[Data for processing]
Segment Open

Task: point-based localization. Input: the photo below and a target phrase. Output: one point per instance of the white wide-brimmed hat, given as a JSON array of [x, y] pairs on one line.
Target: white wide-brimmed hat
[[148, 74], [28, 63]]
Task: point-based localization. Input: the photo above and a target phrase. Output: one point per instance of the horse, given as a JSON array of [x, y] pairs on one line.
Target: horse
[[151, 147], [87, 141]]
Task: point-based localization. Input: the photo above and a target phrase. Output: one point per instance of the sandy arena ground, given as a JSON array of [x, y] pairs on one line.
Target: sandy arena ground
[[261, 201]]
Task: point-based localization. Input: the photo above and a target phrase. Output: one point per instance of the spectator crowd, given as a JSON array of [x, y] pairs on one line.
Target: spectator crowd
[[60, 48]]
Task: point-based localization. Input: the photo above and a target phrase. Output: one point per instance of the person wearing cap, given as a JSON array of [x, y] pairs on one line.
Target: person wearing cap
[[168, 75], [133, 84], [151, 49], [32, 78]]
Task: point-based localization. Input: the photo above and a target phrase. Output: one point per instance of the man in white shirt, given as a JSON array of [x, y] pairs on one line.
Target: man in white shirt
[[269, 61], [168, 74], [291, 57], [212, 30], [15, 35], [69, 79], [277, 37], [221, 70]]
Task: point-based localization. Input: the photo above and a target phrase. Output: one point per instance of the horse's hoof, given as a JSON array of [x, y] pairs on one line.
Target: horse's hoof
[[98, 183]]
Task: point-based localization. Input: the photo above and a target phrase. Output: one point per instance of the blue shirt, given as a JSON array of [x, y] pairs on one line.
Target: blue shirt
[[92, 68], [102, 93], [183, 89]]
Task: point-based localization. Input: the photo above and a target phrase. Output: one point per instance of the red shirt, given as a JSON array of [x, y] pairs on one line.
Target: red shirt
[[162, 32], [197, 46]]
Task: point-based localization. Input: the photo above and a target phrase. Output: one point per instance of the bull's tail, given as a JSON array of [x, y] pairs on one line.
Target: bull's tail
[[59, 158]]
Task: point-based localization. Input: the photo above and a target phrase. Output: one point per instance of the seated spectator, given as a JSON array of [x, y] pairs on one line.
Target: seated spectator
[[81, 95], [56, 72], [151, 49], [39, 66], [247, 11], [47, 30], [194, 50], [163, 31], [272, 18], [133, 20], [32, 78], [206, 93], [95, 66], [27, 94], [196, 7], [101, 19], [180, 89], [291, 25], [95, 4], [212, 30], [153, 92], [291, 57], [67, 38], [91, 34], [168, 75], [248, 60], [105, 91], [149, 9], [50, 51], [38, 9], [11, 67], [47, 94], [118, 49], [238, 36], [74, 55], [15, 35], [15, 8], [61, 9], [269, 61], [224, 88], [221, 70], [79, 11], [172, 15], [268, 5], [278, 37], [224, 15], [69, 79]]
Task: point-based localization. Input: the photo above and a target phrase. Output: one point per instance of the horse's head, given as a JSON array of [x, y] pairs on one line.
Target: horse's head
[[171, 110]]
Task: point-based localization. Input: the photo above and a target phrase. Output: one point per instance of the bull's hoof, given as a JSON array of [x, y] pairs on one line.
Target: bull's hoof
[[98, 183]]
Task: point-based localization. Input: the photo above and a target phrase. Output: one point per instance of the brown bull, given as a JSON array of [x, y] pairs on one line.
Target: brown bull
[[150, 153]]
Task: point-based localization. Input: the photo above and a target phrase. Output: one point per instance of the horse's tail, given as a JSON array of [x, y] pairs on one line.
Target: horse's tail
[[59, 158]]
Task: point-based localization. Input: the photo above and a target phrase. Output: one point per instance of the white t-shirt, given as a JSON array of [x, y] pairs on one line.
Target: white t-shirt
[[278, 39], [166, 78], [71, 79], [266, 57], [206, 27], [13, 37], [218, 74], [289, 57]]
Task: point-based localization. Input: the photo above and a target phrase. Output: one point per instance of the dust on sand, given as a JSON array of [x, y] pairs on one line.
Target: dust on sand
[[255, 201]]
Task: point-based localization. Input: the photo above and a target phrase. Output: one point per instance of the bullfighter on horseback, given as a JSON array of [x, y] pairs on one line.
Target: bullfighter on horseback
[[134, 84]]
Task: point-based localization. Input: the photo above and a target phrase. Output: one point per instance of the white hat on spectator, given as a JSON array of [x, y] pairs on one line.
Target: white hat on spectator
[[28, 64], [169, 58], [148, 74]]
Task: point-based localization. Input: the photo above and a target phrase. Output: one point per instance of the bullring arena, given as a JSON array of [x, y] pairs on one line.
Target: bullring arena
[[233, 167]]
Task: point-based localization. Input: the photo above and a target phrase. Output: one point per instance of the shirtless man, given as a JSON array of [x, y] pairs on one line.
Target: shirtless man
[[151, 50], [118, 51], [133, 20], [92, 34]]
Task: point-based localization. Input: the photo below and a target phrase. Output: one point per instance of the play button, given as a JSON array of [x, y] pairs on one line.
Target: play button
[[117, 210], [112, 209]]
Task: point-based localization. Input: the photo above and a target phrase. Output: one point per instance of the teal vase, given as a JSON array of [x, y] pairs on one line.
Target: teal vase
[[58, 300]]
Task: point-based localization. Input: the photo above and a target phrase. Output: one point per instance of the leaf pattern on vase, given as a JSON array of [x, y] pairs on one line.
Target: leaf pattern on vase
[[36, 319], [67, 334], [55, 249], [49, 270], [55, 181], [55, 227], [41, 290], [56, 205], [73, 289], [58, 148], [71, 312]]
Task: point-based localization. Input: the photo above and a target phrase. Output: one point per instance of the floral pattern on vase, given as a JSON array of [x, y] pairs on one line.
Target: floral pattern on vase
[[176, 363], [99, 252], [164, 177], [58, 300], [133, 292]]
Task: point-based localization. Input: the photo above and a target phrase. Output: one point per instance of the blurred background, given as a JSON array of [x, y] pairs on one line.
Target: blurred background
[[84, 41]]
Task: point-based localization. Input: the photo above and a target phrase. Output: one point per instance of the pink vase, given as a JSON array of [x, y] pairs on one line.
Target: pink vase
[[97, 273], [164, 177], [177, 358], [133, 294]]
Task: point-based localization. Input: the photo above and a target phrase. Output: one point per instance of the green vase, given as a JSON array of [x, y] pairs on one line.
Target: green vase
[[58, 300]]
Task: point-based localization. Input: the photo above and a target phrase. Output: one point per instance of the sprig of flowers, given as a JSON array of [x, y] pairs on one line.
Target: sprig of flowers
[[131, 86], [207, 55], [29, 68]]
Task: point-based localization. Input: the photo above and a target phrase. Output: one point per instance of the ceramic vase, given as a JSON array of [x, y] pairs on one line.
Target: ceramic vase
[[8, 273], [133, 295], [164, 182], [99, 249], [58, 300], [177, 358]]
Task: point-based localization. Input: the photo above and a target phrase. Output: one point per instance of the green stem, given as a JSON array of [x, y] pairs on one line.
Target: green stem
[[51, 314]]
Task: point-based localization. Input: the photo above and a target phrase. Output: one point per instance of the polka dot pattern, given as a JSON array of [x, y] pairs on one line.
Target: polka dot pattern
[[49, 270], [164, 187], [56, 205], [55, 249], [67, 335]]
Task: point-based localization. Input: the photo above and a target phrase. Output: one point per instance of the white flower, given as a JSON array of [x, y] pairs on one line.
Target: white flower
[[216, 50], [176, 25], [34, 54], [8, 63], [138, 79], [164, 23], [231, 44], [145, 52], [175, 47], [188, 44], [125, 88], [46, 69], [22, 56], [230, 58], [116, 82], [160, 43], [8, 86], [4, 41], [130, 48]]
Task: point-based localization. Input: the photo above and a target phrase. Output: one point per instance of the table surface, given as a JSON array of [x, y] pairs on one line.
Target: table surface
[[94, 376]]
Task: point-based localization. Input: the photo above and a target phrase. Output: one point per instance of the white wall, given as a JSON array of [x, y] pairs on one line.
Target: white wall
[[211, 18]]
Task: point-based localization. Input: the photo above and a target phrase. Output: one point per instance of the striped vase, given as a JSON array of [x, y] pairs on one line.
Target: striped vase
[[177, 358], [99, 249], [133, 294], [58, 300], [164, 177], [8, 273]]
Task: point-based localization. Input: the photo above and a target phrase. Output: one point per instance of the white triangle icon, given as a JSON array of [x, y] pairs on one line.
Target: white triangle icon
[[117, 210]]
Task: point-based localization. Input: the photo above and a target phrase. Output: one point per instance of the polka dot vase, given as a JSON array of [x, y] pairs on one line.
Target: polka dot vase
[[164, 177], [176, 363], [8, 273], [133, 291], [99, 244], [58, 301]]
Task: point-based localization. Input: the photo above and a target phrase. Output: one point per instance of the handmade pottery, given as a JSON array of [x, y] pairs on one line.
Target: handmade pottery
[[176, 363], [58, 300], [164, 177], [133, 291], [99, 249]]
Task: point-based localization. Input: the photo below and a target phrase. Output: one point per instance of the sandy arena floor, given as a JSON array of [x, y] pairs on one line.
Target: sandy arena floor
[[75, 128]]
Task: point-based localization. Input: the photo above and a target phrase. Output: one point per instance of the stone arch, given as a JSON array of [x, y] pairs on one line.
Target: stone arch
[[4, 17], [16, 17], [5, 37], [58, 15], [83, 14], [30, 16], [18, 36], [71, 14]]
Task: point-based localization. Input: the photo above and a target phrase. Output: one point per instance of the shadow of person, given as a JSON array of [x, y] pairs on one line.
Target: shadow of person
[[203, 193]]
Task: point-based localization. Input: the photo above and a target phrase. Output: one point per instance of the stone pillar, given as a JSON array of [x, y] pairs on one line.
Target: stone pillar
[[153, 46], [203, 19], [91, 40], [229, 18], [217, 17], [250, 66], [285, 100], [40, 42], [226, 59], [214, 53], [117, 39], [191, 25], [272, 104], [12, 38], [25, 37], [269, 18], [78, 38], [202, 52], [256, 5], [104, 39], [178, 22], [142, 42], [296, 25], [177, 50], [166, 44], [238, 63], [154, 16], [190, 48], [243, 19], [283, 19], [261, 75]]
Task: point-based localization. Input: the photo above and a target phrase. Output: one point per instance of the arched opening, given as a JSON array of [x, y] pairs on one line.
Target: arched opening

Segment Closed

[Your objective]
Print exactly the lines of the listing above starting at the line containing "dot vase, given" and ending at the line containing "of the shadow", both included.

[Completed exercise]
Task: point-based localization. Input: the photo above and a target phrase. Output: one point per instance of the polka dot vase, given as a JSON array of [x, y] pairs on one line.
Target: polka dot vase
[[164, 177], [176, 363], [8, 273], [133, 291], [99, 244], [58, 301]]
Task: point-based localization. Input: the photo above and a target phrase. Output: one point per instance of the handmade pottery, given as a JSON array of [x, y] pairs on one line.
Target: handmade pottery
[[176, 363], [58, 300], [164, 177], [133, 291], [99, 249]]
Task: point-based localization. Input: the photo below and a target phrase. Output: one point per instance of the sandy arena floor, given as a JSON array of [x, y] pairs on one line.
Target: sandy arena floor
[[75, 128]]
Task: point-based localization. Input: the photo above and a target phrase. Output: one point per instance of the stone arch, given as a JSON array of [x, y] pairs on one line.
Target: stone arch
[[4, 17], [16, 17], [5, 37], [58, 15], [83, 14], [30, 16], [18, 36], [71, 14]]
Task: point-based localization. Input: the photo above and a target phrase. Output: one point per instance of the shadow of person, given as a JSON array of [x, y] pairs on one line.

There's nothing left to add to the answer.